* [TEXTAUSZUG]
Lars Meier: Herr Droßmann, welcher Termin 2020 wird Ihnen eher in Erinnerung bleiben? Die Entdeckung der illegalen Kiezparty oder einer der Termine im Fernsehen? Falko Droßmann:
Das war alles aufregend, aber der eindrucksvollste Termin war, als ich in einem Pflegeheim in Wilhelmsburg stand und entscheiden musste, ob wir die positiv auf Corona getesteten Senioren in ein Krankenhaus bringen oder die negativ Getesteten. Wir mussten die Verantwortung übernehmen, weil der Betreiber nicht mehr zur Arbeit gekommen ist und die Pflegekräfte auch nicht. Und dann standen die Mitarbeiter des Gesundheitsamtes und ich dort und mussten diese Entscheidung treffen. Auf so was waren wir nicht vorbereitet. Das hat mich auch nachher noch lange beschäftigt. Am Ende haben wir die richtige Entscheidung getroffen.
Was war denn die richtige Entscheidung? Davon hat man ja nichts mitbekommen.
Wir haben am Ende die negativ Getesteten in ein Krankenhaus gebracht, weil wir sie dort isolieren konnten. Die positiv getesteten Menschen konnten wir in der Einrichtung isolieren und mussten sie nicht noch transportieren und zusätzlich die Beschäftigten im Krankenhaus einem Risiko aussetzen. Das war im März.
Was finden Sie an Ihrem Job immer noch schön? Gibt es noch Sonnenseiten?
Die Sonnenseiten sind die Mitarbeiterinnen und Mitarbeiter, für die ich die Verantwortung habe. Die machen einen ganz schweren Job. Derzeit das Gesundheitsamt, aber auch das Jugendamt, das – Corona hin oder her – in die Familien muss, wenn etwas ist. Und wie eine öffentliche Verwaltung es schafft, das durchzuhalten. Auch jetzt bleibt sie ja geöffnet. Wie ich mit diesen Menschen Pläne entwickle, damit Bürgerinnen und Bürger an Dienstleistungen kommen, wie wir uns auf Krisen vorbereiten, wie ich sie motivieren kann und sehe, dass es dann auch funktioniert, ist anstrengend, aber auch sehr schön.
Was geht denn eher nicht im Homeoffice?

* [AUFGABE 1] Wo stand Falko Droßmann laut dem Interview, als er die für ihn eindrucksvollste Entscheidung treffen musste?
* [AUFGABE 2] Fassen Sie das Interview bitte in zwei Sätzen zusammen.
* [AUFGABE 3] Entscheiden Sie für jede Aussage, ob sie mit dem Interview übereinstimmt, und belegen Sie Ihre Antwort mit einem wörtlichen Zitat: (a) Der Betreiber des Pflegeheims kam nicht mehr zur Arbeit. (b) Die positiv getesteten Senioren wurden in ein Krankenhaus gebracht. (c) Die öffentliche Verwaltung ist derzeit geschlossen.

[Gespeicherte Dateneinträge]
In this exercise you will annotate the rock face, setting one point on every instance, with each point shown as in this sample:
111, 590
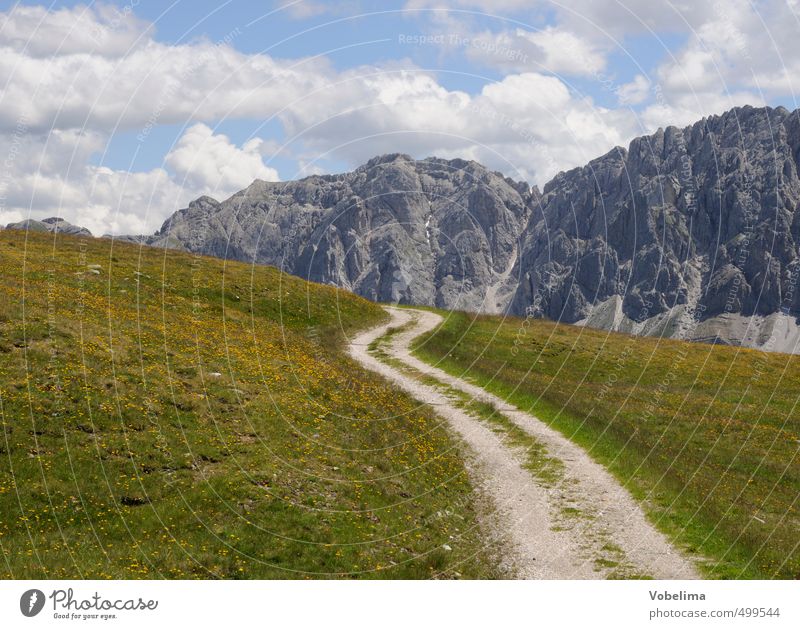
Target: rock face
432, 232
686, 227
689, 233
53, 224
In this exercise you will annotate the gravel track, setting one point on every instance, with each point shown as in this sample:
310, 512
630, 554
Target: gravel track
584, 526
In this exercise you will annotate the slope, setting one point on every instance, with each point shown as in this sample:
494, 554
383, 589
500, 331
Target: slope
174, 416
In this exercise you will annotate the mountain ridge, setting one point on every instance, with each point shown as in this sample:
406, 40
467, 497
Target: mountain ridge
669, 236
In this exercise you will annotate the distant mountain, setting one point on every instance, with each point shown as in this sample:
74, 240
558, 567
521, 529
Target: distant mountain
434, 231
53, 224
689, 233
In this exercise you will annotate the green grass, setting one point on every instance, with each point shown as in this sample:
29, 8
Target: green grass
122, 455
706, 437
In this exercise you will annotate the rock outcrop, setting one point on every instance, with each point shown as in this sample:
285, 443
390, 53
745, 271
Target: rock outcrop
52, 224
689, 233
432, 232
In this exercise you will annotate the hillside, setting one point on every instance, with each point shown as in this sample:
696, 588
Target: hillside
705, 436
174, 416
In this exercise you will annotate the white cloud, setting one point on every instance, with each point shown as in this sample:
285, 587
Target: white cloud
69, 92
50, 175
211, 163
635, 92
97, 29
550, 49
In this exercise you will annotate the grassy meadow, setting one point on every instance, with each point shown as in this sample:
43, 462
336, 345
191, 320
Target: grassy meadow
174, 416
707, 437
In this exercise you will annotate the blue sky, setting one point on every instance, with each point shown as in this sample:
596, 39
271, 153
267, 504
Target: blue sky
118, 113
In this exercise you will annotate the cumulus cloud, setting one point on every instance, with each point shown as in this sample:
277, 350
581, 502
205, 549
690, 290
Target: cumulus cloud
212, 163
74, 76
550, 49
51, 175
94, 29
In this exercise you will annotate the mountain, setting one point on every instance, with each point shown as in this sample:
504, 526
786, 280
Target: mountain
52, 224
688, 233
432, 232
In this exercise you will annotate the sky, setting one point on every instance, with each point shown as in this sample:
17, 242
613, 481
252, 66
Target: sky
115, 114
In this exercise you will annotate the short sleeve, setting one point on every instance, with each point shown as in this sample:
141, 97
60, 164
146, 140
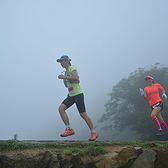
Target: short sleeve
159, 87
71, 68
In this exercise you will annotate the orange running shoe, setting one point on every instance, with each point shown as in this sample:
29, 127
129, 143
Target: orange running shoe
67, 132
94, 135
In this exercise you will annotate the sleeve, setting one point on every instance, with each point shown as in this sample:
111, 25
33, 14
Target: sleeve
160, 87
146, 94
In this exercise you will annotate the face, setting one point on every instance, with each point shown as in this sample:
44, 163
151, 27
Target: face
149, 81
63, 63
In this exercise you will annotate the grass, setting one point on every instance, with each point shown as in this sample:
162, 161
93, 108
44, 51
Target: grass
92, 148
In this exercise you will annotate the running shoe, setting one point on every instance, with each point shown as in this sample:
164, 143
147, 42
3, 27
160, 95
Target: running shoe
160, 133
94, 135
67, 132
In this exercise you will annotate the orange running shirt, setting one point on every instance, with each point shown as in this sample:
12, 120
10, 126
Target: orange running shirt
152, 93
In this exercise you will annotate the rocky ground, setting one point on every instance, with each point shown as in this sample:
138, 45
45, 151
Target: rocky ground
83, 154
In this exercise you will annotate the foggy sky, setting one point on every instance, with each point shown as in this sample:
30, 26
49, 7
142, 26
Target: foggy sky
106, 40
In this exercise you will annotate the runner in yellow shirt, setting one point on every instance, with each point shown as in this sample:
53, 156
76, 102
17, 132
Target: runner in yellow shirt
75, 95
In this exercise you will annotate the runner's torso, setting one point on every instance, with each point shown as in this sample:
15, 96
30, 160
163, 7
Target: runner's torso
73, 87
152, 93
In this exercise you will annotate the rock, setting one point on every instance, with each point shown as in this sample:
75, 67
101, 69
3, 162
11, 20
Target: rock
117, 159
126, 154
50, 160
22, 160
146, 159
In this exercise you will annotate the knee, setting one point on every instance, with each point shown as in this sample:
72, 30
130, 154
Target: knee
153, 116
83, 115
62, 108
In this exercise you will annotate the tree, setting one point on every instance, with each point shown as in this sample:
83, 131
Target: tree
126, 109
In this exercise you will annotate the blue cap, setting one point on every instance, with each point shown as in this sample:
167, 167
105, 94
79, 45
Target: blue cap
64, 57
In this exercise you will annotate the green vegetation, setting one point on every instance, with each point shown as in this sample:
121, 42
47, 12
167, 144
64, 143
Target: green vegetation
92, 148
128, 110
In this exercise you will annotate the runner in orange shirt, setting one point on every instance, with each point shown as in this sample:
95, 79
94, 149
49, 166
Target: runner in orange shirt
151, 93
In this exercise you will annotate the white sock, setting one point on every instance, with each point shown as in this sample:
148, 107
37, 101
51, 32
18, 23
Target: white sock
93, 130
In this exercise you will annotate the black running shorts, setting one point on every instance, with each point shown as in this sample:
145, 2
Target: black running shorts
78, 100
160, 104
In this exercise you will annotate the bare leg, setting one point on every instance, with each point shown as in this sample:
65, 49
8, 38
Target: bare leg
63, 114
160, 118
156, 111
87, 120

* [MUSTERLÖSUNG 1] In einem Pflegeheim in Wilhelmsburg.

* [MUSTERLÖSUNG 2] Falko Droßmann nennt als eindrucksvollsten Termin 2020 eine Entscheidung im März in einem Pflegeheim in Wilhelmsburg, bei der am Ende die negativ getesteten Senioren ins Krankenhaus gebracht und die positiv Getesteten in der Einrichtung isoliert wurden. Als Sonnenseite seines Jobs nennt er die Mitarbeiterinnen und Mitarbeiter, für die er die Verantwortung hat, und beschreibt die Arbeit mit ihnen als anstrengend, aber auch sehr schön.

* [MUSTERLÖSUNG 3]
(a) Ja: „weil der Betreiber nicht mehr zur Arbeit gekommen ist“
(b) Nein: „Wir haben am Ende die negativ Getesteten in ein Krankenhaus gebracht“
(c) Nein: „Auch jetzt bleibt sie ja geöffnet.“